▶ Text
>>>>
Eine Flut von Begriffen schwappt uns entgegen, begeben wir uns erst einmal tiefer hinein ins Netz, in Social Media und Co. Manche Begriffe werden Ihnen vertraut sein – allen voran dieser: Cybercrime. Oder dieser, wenn es um Online-Banking geht: Phishing. Andere womöglich schon etwas weniger, wie etwa: Cyberbullying. Sexting. Und dann erst solche Sprachmonster: Cybergrooming. Smack-Cam. Und so weiter.
Nein, liebe Eltern, liebe Lehrkräfte, liebe Leserschaft – Sie sollen nach Lektüre dieses Buches nicht zu Seitenschneider oder Zange greifen und die Internetverkabelung kappen. Oder auch nicht, weil alles längst drahtlos läuft, den WLAN-Router mit dem Vorschlaghammer zerdeppern. Das ist nicht das erklärte Ziel dieses Buches. Darum halten Sie es bestimmt nicht in Händen. Weil ich das keinesfalls möchte: Sie in helle Panik versetzen.
Mitnichten. Das Netz ist eine große Chance, die Fülle seiner Möglichkeiten ungeahnt. Es liegt allein an uns als Gesellschaft, einerseits die Vorzüge bestmöglich zu nutzen, andererseits jedoch den Schattenseiten mit ihren finsteren Darstellern keinen Zentimeter Spielraum zu geben. Darum ist genau das angesagt:
Fitness fürs Internet für Groß und Klein.
Wie erreichen wir diese Fitness für alle? Wie können wir verhindern, dass unsere Kinder zu Opfern werden? Wie schaffen wir es, dass sie sich nicht ohnmächtig ausgeliefert fühlen, im Fall des Falles, der rasch Wirklichkeit werden kann?
Wir schaffen es, indem wir den Hebel zuerst bei uns selbst ansetzen. Indem wir Erwachsene uns eingestehen weniger als nötig zu wissen, zugleich jedoch alles zu tun bereit sind, das zu ändern. Nein, wir sollten das Netz keinesfalls schlechtreden. Wir sollten uns vielmehr dafür sensibilisieren, uns Kompetenzen aneignen und diese eins zu eins an die Jugend weitergeben. Immer auch altersgerecht. Unsere Kinder von Anfang an begleiten. Das sollten wir. Vom allerersten Schritt an, den sie in das World Wide Web hineinsetzen. Und der erfolgt – ob wir es nun glauben wollen oder nicht – sehr viel früher, als wir in einem ersten Impuls annehmen würden. Noch lange vor Schule oder Kindergarten. Sie werden schon sehen.
Die Verantwortung für den richtigen Umgang mit dem Internet an Bildungseinrichtungen und Co. abtreten zu wollen, wäre zu billig. Auch wäre es der falsche Weg. Wollen wir etwas erreichen, müssen wir am selben Strang ziehen. Natürlich, wir alle haben, wie es so schön heißt, unsere Lebenserfahrungen selbst zu machen, damit sie auch nachhaltig wirken. Manches jedoch soll, nein, manches muss nach Kräften vermieden werden. Deshalb dürfen wir unsere Kinder nicht alleine lassen auf ihrem Weg in die digitale Welt.
<<<<
▶ Aufgabe 1
Stimmen die folgenden Aussagen mit dem Text über Kinder im Internet überein? Antworten Sie zu (a), (b) und (c) jeweils mit Ja oder Nein und zitieren Sie die entscheidenden Worte des Textes wörtlich.
(a) Das Buch soll Eltern dazu bringen, die Internetverbindung zu kappen.
(b) Kinder setzen ihren ersten Schritt ins Netz schon vor Schule oder Kindergarten.
(c) Die Verantwortung für den Umgang mit dem Internet sollte an Bildungseinrichtungen abgegeben werden.
▶ Aufgabe 2
Geben Sie aus dem Text über Kinder im Internet den Abschnitt von „Wie erreichen wir“ bis „Wirklichkeit werden kann?“ wortgetreu wieder.
Stützen Sie sich allein auf den Text.

[Einträge zur Regionsannotation]
>>>>
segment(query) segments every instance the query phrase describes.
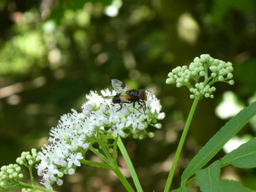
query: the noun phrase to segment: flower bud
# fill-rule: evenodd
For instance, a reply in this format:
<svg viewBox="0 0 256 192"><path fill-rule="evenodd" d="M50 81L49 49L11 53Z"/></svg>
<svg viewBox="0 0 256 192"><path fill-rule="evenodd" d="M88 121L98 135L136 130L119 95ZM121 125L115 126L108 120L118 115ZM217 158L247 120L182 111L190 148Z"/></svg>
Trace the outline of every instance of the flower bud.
<<<<
▶ Lösung 1
(a) Nein: „Das ist nicht das erklärte Ziel dieses Buches.“
(b) Ja: „Noch lange vor Schule oder Kindergarten.“
(c) Nein: „Die Verantwortung für den richtigen Umgang mit dem Internet an Bildungseinrichtungen und Co. abtreten zu wollen, wäre zu billig.“

▶ Lösung 2
Wie erreichen wir diese Fitness für alle? Wie können wir verhindern, dass unsere Kinder zu Opfern werden? Wie schaffen wir es, dass sie sich nicht ohnmächtig ausgeliefert fühlen, im Fall des Falles, der rasch Wirklichkeit werden kann?